Records shown:
====

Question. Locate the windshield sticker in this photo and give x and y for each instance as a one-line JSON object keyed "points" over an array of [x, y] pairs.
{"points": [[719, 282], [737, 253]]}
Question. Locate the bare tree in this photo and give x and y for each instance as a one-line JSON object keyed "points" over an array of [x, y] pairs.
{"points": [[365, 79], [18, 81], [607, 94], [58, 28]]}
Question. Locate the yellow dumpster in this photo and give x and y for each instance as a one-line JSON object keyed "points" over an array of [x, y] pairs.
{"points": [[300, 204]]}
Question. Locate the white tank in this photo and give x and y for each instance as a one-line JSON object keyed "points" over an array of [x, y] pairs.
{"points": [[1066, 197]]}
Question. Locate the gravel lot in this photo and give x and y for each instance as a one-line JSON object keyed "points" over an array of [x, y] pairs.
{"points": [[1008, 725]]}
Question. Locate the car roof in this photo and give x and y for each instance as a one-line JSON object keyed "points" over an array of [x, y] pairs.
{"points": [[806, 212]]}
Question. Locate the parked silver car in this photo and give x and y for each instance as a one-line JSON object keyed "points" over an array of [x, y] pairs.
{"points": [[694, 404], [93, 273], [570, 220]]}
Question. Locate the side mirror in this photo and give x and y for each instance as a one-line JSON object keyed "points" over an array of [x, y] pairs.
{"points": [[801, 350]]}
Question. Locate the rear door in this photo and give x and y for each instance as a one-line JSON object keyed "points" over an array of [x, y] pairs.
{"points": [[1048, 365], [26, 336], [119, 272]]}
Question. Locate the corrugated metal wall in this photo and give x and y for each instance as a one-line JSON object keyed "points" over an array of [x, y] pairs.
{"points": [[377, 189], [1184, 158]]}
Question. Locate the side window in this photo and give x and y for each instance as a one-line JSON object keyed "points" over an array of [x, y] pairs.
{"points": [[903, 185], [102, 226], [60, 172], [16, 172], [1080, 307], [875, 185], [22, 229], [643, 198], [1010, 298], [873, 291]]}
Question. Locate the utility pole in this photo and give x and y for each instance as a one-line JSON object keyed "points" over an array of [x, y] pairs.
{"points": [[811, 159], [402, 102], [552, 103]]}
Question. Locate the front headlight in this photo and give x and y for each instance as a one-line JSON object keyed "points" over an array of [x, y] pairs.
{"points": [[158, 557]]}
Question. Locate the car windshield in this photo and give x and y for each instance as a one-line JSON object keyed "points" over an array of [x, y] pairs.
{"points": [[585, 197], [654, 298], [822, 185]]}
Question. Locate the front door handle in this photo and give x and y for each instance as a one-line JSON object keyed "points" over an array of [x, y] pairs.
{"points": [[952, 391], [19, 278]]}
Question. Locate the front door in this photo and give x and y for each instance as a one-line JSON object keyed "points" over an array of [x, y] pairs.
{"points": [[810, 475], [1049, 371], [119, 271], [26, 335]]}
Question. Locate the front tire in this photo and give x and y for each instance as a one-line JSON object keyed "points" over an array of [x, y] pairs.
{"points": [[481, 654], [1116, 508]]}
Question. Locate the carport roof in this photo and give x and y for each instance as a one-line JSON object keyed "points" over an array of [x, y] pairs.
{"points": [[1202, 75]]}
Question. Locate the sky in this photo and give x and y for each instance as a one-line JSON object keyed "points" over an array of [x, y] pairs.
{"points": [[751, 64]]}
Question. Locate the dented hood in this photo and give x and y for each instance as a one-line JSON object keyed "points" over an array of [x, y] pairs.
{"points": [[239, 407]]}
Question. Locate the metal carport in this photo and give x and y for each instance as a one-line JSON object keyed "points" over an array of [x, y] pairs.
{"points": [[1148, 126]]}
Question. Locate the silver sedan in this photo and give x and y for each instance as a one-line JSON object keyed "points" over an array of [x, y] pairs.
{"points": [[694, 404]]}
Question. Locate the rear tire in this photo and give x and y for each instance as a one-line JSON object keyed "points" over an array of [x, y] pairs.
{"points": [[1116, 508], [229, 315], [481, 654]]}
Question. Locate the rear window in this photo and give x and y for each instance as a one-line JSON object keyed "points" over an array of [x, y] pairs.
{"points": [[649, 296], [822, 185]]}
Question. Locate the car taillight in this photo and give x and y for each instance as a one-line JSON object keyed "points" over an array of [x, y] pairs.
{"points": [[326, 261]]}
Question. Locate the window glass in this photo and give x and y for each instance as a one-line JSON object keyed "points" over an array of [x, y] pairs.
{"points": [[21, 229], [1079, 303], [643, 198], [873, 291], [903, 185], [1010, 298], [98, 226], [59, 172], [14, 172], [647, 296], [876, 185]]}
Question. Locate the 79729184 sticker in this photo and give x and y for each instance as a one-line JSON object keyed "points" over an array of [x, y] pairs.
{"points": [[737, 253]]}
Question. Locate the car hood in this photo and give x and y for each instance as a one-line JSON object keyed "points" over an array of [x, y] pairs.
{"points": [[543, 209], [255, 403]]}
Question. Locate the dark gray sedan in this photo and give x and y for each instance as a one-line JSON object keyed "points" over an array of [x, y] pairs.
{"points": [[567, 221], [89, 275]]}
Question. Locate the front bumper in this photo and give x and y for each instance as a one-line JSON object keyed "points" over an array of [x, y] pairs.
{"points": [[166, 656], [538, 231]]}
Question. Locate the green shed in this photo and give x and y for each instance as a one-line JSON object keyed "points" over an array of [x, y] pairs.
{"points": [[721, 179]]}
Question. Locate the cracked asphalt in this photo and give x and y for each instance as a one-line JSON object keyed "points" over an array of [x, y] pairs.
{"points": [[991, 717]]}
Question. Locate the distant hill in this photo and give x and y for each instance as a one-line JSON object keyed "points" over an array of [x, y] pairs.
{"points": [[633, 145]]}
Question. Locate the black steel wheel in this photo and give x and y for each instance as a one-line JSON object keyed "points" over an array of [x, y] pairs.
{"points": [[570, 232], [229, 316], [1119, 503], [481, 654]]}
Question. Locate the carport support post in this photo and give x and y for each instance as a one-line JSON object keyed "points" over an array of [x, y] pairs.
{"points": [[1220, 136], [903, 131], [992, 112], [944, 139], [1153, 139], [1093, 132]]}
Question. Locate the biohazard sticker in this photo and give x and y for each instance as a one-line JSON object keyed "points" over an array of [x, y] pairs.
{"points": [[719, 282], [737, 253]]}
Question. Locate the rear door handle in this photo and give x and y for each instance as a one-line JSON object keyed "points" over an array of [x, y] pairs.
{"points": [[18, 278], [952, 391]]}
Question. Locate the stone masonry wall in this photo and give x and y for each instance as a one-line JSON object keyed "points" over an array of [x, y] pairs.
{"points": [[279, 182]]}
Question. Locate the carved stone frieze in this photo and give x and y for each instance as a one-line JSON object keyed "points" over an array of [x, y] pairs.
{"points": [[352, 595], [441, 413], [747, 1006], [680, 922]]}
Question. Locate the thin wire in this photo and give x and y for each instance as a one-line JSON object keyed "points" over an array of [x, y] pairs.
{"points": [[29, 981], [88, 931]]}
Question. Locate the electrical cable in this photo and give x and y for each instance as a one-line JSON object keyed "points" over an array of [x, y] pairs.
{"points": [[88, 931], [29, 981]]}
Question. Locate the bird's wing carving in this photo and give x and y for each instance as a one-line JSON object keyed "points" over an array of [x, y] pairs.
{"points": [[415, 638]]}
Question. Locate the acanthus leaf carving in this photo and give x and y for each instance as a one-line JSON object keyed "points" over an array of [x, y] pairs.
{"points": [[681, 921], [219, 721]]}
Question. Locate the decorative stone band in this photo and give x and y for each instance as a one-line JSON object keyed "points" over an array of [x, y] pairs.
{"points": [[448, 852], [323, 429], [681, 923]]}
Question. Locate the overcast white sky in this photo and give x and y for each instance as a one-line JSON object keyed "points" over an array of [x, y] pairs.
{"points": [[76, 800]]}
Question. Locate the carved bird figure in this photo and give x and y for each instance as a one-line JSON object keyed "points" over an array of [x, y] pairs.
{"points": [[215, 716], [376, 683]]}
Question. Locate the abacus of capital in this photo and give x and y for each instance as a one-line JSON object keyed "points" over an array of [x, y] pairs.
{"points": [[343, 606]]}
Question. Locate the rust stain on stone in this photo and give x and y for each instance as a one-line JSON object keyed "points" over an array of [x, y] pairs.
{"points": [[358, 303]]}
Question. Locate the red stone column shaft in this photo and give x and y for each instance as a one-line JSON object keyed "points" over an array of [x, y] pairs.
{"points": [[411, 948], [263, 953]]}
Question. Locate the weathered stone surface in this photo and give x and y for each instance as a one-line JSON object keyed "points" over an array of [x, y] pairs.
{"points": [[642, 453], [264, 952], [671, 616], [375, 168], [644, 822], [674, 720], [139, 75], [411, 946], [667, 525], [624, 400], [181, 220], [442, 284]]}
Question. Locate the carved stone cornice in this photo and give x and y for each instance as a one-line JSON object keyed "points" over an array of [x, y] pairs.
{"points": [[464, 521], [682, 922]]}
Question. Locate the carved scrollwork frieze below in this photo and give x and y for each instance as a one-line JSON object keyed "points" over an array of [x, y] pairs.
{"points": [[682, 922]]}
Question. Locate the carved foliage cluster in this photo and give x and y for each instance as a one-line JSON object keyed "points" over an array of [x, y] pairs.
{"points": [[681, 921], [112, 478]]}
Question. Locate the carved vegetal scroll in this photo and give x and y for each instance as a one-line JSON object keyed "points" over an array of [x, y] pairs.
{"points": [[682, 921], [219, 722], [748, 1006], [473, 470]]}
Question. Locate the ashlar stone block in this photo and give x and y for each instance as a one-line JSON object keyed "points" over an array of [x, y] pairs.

====

Exercise objective: Give back exactly the lines starting at the one with "Question. Locate the carved bird" and running to the end of the listing. Include both ends.

Response box:
Question. Locate the carved bird figure in this photo and give x and y for each instance as a one-line JSON object keyed "points" over an array of [x, y] pairs.
{"points": [[215, 716], [376, 683]]}
Question. Locate the abacus of capital in this photo and give x and y for each instance as a one-line JSON object keyed "points" over an array of [x, y] pairs.
{"points": [[343, 606]]}
Question. Locate the rust stain on stone in this photo and give x and y for each instance as a one-line JSON object keyed "points" over an array of [x, y] pairs.
{"points": [[358, 303]]}
Question. Locate the red stone column shaft in this photo and give x and y for each instance as a one-line JSON object keyed "points" over an array of [x, y] pairs.
{"points": [[411, 948], [263, 953]]}
Question. Locate the weathered stone surface in this photo and give x and y for each instance as a one-line JSON object keyed "points" over an array of [x, y] pairs.
{"points": [[642, 453], [264, 952], [671, 616], [375, 168], [644, 822], [674, 720], [139, 75], [411, 946], [667, 525], [624, 400], [181, 220], [442, 284]]}
Question. Locate the carved stone cornice in this photo and give x and y for each instance as a one-line JSON object keyed "points" over an array of [x, y] pairs.
{"points": [[464, 521], [682, 922]]}
Question. Locate the carved scrollwork frieze below in this photo and give x and y for each instance as a one-line JSON object keyed "points" over an array of [x, y] pairs.
{"points": [[682, 922]]}
Question. Locate the carved foliage cluster in this photo and give x and y for each instance as a one-line JSON object keyed "points" over an array of [x, y] pairs.
{"points": [[681, 921], [112, 478]]}
Question. Locate the carved vegetal scroll in this photo and give x and y for each instance as a one-line JSON object keyed "points" over an array of [x, y] pairs.
{"points": [[682, 921], [219, 722], [748, 1006], [473, 470]]}
Question. Locate the ashlar stone block in this photo and give x and y for each instance as a one-line JSON object keyed "points" over an array of [x, y] pairs.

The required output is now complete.